>> start

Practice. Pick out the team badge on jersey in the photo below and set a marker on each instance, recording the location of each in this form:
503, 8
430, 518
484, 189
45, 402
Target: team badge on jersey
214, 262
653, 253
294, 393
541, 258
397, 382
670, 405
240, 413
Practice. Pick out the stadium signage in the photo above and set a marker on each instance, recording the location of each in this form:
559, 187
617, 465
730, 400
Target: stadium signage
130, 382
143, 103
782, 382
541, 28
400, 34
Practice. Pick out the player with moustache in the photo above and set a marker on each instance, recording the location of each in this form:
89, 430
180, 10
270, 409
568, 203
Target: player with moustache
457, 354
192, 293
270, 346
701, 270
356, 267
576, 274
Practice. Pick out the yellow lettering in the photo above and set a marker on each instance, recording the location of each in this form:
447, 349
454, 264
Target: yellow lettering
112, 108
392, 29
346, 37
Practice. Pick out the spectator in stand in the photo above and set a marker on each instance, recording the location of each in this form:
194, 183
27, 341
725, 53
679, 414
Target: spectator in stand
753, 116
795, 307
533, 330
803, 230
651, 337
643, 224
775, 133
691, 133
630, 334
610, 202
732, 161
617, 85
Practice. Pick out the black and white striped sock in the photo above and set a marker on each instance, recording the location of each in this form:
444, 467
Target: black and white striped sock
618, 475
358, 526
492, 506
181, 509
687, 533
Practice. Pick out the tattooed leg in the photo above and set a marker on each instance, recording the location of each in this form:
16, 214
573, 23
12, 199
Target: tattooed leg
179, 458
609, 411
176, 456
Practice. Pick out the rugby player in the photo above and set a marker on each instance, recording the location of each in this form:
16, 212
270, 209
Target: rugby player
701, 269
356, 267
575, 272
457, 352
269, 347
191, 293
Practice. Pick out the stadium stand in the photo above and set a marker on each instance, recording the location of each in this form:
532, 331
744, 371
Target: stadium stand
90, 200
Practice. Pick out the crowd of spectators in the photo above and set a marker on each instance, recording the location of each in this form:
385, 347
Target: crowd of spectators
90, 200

>> end
>> start

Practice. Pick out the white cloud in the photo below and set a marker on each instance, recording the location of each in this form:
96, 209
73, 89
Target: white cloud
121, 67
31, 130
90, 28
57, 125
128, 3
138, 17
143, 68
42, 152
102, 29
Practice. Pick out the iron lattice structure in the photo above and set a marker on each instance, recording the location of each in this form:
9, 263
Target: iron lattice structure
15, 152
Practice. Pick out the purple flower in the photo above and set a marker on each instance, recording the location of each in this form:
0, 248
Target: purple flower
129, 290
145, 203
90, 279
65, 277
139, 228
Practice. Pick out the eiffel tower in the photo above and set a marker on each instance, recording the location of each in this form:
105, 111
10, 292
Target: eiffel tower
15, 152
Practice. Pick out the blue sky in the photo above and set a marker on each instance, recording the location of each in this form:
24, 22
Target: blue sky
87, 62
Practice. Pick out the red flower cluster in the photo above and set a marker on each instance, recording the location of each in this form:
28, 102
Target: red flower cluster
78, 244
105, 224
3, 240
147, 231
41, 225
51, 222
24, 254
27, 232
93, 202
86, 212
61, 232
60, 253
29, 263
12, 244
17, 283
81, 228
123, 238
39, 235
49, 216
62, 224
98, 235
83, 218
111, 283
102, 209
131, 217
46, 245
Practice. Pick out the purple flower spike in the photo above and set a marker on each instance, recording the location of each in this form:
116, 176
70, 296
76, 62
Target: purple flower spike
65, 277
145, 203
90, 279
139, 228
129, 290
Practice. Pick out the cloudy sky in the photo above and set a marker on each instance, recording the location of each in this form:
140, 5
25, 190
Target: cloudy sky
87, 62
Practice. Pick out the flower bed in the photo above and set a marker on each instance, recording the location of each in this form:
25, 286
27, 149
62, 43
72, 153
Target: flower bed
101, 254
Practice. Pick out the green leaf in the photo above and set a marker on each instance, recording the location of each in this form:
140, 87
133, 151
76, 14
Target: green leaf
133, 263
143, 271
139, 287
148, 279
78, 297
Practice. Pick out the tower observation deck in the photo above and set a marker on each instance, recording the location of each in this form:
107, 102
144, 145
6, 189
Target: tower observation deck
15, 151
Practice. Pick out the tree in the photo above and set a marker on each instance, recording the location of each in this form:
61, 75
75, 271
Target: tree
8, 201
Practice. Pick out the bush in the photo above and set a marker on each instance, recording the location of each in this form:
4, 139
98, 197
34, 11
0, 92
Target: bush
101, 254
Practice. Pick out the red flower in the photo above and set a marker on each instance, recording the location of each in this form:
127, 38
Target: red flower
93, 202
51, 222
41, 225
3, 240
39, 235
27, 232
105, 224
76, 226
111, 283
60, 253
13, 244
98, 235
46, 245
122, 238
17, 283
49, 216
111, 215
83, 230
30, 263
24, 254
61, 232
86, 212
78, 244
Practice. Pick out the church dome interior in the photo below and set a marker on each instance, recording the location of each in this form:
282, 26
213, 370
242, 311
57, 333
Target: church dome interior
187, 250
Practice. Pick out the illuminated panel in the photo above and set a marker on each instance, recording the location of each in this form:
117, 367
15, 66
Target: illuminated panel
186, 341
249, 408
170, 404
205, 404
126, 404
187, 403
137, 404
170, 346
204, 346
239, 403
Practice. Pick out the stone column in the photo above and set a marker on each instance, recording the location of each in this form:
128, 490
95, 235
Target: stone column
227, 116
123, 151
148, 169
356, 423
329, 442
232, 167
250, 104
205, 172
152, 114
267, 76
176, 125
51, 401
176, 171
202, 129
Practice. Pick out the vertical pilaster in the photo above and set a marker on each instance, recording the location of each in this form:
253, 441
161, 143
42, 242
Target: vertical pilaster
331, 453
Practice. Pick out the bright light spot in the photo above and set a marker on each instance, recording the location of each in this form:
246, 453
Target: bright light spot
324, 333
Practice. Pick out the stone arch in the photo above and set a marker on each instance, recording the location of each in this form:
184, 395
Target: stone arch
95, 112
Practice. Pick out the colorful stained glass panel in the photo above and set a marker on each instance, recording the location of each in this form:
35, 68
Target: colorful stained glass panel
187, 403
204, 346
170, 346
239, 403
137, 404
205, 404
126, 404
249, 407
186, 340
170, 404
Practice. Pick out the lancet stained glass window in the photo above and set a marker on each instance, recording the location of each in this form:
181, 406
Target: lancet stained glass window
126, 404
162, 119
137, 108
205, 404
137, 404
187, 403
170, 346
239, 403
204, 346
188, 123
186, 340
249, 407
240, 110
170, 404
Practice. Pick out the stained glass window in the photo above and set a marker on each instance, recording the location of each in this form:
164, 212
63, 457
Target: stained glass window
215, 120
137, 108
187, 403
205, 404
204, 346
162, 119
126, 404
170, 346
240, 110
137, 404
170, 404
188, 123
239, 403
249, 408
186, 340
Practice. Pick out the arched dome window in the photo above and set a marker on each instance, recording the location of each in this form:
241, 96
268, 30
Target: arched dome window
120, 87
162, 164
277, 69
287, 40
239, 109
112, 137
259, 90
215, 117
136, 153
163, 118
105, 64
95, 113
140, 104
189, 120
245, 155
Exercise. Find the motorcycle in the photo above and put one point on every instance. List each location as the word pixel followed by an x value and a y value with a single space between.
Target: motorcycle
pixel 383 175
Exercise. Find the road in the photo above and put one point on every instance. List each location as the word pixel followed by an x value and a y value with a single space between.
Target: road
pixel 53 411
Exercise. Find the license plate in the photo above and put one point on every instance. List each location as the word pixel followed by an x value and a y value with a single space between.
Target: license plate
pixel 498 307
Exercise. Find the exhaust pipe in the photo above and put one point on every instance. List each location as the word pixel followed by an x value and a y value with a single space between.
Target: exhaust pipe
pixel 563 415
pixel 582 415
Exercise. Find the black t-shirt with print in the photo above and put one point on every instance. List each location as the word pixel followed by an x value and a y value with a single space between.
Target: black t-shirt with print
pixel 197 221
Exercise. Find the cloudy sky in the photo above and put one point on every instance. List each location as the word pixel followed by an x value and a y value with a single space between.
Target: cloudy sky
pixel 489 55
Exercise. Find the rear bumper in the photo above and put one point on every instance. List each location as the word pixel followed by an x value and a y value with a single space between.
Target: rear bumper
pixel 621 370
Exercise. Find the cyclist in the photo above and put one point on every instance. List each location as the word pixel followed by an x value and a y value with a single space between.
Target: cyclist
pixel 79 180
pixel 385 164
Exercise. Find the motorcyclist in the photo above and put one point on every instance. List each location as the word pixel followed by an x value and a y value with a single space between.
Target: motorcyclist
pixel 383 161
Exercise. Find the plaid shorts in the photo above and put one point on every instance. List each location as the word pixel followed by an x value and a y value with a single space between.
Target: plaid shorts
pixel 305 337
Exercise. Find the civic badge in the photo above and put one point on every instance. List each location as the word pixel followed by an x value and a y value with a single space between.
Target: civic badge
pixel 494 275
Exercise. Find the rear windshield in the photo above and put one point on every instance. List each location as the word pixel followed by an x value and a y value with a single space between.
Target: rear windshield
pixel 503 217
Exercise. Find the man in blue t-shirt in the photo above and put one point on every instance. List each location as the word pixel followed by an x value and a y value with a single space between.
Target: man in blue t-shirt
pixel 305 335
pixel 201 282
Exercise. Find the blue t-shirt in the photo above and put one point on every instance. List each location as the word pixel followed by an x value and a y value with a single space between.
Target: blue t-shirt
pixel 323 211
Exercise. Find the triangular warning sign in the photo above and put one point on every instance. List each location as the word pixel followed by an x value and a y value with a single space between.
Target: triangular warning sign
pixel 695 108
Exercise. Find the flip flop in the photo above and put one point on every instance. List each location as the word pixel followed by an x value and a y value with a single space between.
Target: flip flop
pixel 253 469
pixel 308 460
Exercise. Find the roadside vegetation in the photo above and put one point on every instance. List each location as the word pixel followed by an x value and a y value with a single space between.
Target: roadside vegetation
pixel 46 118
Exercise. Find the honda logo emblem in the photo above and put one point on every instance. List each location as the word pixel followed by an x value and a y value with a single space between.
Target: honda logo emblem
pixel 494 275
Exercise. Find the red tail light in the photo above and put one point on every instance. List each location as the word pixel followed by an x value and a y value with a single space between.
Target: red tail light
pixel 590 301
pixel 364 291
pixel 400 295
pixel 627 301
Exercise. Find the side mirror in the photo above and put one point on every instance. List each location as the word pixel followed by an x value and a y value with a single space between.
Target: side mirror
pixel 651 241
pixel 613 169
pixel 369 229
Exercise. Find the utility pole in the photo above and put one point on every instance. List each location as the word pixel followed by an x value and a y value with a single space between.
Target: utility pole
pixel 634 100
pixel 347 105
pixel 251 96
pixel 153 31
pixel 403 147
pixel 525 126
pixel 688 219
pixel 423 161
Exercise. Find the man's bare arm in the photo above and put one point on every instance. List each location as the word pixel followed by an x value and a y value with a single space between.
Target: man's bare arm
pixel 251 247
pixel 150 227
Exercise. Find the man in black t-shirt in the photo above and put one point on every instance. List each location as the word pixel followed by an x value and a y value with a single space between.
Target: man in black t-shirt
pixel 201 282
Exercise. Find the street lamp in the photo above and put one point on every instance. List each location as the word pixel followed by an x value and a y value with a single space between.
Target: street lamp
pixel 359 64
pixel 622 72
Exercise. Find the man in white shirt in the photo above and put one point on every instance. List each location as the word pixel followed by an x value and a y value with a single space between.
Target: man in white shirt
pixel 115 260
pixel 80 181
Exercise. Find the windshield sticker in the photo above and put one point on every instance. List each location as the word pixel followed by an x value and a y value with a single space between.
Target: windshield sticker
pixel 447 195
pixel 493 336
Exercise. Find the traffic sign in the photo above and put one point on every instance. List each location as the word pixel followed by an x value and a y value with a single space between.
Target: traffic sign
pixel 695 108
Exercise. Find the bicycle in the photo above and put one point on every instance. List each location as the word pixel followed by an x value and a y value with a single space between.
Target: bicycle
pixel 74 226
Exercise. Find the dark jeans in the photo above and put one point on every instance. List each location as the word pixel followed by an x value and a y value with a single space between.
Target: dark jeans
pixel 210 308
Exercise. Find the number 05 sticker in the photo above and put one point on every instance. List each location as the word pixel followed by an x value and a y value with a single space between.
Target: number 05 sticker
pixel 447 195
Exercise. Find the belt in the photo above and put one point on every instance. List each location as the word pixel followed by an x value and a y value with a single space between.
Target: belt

>> end

▶ _Exercise directions_: Return every line of the items above that contains the string "lancet".

▶ _Expected answer_:
Practice. Pick out the lancet stained glass window in the photo above and set a marker on each instance, recording the location of each in this form:
Target: lancet stained glass window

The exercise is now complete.